Work order:
In the copy you make of the entries, no picture should appear, and every word must match.

Record extracts:
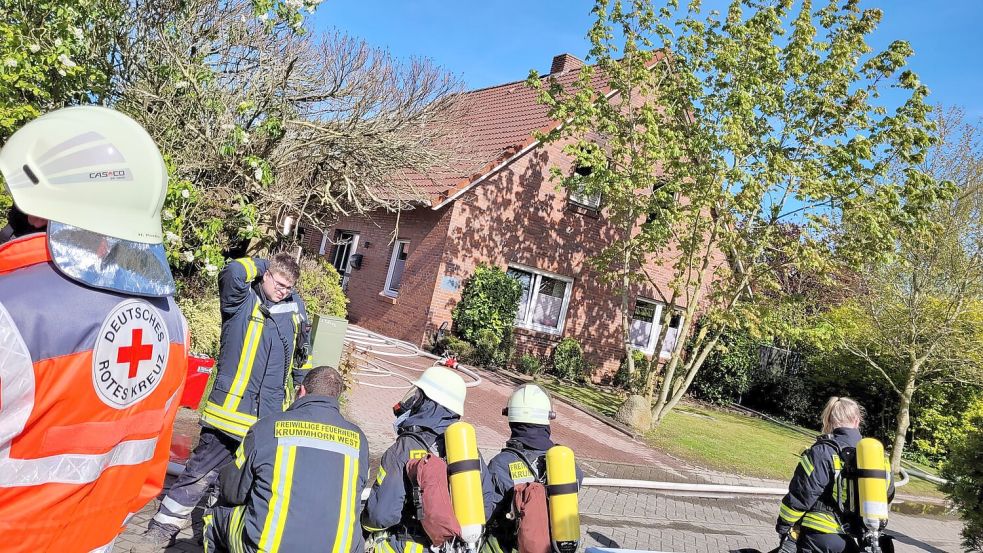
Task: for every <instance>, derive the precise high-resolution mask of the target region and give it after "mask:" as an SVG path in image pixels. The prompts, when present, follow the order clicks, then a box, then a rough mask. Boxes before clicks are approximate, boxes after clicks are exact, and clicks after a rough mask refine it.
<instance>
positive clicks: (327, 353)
mask: <svg viewBox="0 0 983 553" xmlns="http://www.w3.org/2000/svg"><path fill="white" fill-rule="evenodd" d="M347 330H348V321H347V320H345V319H343V318H341V317H335V316H333V315H314V323H313V325H312V327H311V348H312V356H313V363H314V366H315V367H320V366H323V365H327V366H329V367H334V368H336V369H337V368H338V365H339V364H340V363H341V351H342V349H344V345H345V332H346V331H347Z"/></svg>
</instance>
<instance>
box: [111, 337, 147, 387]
mask: <svg viewBox="0 0 983 553" xmlns="http://www.w3.org/2000/svg"><path fill="white" fill-rule="evenodd" d="M153 354H154V347H153V346H151V345H149V344H147V345H144V344H143V329H142V328H134V329H133V340H131V341H130V345H128V346H126V347H123V348H119V352H118V353H117V354H116V362H117V363H129V365H130V372H129V374H128V375H127V377H128V378H134V377H136V375H137V367H139V366H140V361H147V360H149V359H150V358H151V357H152V356H153Z"/></svg>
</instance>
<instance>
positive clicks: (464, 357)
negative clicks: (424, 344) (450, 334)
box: [433, 336, 475, 363]
mask: <svg viewBox="0 0 983 553" xmlns="http://www.w3.org/2000/svg"><path fill="white" fill-rule="evenodd" d="M433 354H434V355H446V356H448V357H455V358H457V360H458V361H460V362H462V363H474V357H475V352H474V346H472V345H471V344H470V343H468V342H465V341H464V340H462V339H460V338H458V337H457V336H444V337H443V338H441V339H440V340H439V341H438V342H437V345H436V346H435V347H434V349H433Z"/></svg>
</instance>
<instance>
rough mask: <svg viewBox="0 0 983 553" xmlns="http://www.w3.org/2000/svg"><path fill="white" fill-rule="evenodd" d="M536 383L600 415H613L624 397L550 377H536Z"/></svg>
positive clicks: (554, 394) (604, 390)
mask: <svg viewBox="0 0 983 553" xmlns="http://www.w3.org/2000/svg"><path fill="white" fill-rule="evenodd" d="M536 383H537V384H539V385H540V386H542V387H544V388H546V389H547V390H549V392H550V393H551V394H554V395H561V396H563V397H565V398H567V399H570V400H573V401H575V402H577V403H579V404H580V405H583V406H584V407H586V408H588V409H591V410H593V411H596V412H598V413H600V414H602V415H606V416H608V417H613V416H614V413H615V412H616V411H617V410H618V406H619V405H621V402H623V401H624V399H622V398H621V396H619V395H618V394H615V393H612V392H608V391H605V390H602V389H600V388H597V387H594V386H588V385H586V384H572V383H570V382H560V381H558V380H553V379H551V378H537V380H536Z"/></svg>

Answer to this task:
Task: for every <instance>, derive the precise high-resolution mask of the target region and give it after "mask:" as an SVG path in image pixels. The prompts, when present, follow the order clicks, then a box, then a rough mask. Boxes before clicks are approximate, boxes after clicks are exact, and clicks after a rough mask refine it.
<instance>
positive clicks: (327, 353)
mask: <svg viewBox="0 0 983 553" xmlns="http://www.w3.org/2000/svg"><path fill="white" fill-rule="evenodd" d="M347 330H348V321H347V320H345V319H343V318H341V317H335V316H333V315H314V323H313V325H312V327H311V348H312V356H313V363H314V366H315V367H320V366H323V365H327V366H329V367H334V368H336V369H337V368H338V365H339V364H340V363H341V351H342V349H344V345H345V332H346V331H347Z"/></svg>
</instance>
<instance>
box: [111, 337, 147, 387]
mask: <svg viewBox="0 0 983 553" xmlns="http://www.w3.org/2000/svg"><path fill="white" fill-rule="evenodd" d="M153 354H154V347H153V346H151V345H149V344H147V345H144V344H143V329H142V328H134V329H133V340H131V341H130V345H128V346H126V347H123V348H119V352H118V353H117V354H116V362H117V363H129V365H130V372H129V374H128V375H127V377H128V378H134V377H136V375H137V367H139V366H140V361H147V360H149V359H150V358H151V357H152V356H153Z"/></svg>
</instance>
<instance>
positive clicks: (464, 357)
negative clicks: (424, 344) (450, 334)
box: [433, 336, 475, 363]
mask: <svg viewBox="0 0 983 553" xmlns="http://www.w3.org/2000/svg"><path fill="white" fill-rule="evenodd" d="M433 354H434V355H446V356H448V357H455V358H457V360H458V361H460V362H462V363H474V357H475V352H474V346H472V345H471V344H470V343H468V342H465V341H464V340H462V339H460V338H458V337H457V336H444V337H443V338H441V339H440V340H439V341H438V342H437V345H436V346H435V347H434V349H433Z"/></svg>
</instance>
<instance>
rough mask: <svg viewBox="0 0 983 553" xmlns="http://www.w3.org/2000/svg"><path fill="white" fill-rule="evenodd" d="M536 383L600 415H613L624 397L550 377H536Z"/></svg>
positive clicks: (554, 394) (604, 390)
mask: <svg viewBox="0 0 983 553" xmlns="http://www.w3.org/2000/svg"><path fill="white" fill-rule="evenodd" d="M536 383H537V384H539V385H540V386H542V387H544V388H546V389H547V390H549V392H550V393H551V394H554V395H561V396H563V397H565V398H567V399H570V400H573V401H575V402H577V403H579V404H580V405H583V406H584V407H586V408H588V409H591V410H593V411H596V412H598V413H600V414H602V415H606V416H608V417H613V416H614V413H615V412H616V411H617V410H618V406H619V405H621V402H623V401H624V399H622V398H621V396H619V395H618V394H615V393H612V392H608V391H605V390H602V389H600V388H597V387H594V386H588V385H586V384H572V383H570V382H560V381H558V380H553V379H551V378H537V380H536Z"/></svg>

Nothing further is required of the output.